= DIRECTIONS FOR THIS TASK =
Return every line in the records below that contains the word "cliff".
----- GIVEN RECORDS
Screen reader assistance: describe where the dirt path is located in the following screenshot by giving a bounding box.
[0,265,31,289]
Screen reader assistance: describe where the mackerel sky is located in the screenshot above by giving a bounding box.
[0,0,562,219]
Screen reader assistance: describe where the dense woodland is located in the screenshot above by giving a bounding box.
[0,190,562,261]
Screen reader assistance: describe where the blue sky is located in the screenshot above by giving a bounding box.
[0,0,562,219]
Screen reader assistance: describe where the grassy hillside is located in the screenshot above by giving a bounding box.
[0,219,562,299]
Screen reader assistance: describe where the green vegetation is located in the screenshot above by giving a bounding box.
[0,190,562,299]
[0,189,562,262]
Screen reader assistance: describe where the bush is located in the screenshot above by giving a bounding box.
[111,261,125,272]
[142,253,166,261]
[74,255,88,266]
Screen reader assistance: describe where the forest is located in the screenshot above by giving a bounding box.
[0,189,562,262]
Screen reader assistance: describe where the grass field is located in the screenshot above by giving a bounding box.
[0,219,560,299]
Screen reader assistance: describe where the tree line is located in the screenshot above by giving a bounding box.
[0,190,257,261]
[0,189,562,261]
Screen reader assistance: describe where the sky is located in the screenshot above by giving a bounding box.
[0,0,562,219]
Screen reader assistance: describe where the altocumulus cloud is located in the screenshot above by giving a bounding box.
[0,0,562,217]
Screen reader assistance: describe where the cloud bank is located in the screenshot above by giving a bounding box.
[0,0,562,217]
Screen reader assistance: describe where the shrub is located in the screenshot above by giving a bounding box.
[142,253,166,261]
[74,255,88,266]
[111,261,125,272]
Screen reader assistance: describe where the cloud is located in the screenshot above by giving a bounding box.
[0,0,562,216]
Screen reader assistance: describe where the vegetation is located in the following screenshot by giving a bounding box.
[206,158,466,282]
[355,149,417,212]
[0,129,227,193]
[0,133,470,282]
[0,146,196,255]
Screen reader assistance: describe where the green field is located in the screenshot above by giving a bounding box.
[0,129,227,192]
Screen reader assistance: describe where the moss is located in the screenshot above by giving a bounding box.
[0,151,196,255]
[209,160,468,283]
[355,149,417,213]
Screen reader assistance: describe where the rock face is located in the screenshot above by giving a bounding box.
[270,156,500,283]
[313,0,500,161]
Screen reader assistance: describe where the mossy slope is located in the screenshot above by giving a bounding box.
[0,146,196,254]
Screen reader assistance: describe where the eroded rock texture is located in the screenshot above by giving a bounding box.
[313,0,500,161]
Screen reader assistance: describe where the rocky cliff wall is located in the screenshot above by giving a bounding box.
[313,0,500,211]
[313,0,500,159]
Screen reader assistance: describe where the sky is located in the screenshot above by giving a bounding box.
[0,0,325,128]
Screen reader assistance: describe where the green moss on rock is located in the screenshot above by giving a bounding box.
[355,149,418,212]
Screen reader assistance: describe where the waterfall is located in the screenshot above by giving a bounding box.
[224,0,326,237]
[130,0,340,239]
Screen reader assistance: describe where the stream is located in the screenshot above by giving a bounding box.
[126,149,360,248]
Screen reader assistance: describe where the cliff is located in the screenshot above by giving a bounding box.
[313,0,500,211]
----------
= SOLUTION =
Screen reader assistance: describe where the rocky cliff wall is located in the screenshot above by giving a bounding box.
Screen reader assistance: describe where the cliff is located in the screenshot above by giving a bounding box.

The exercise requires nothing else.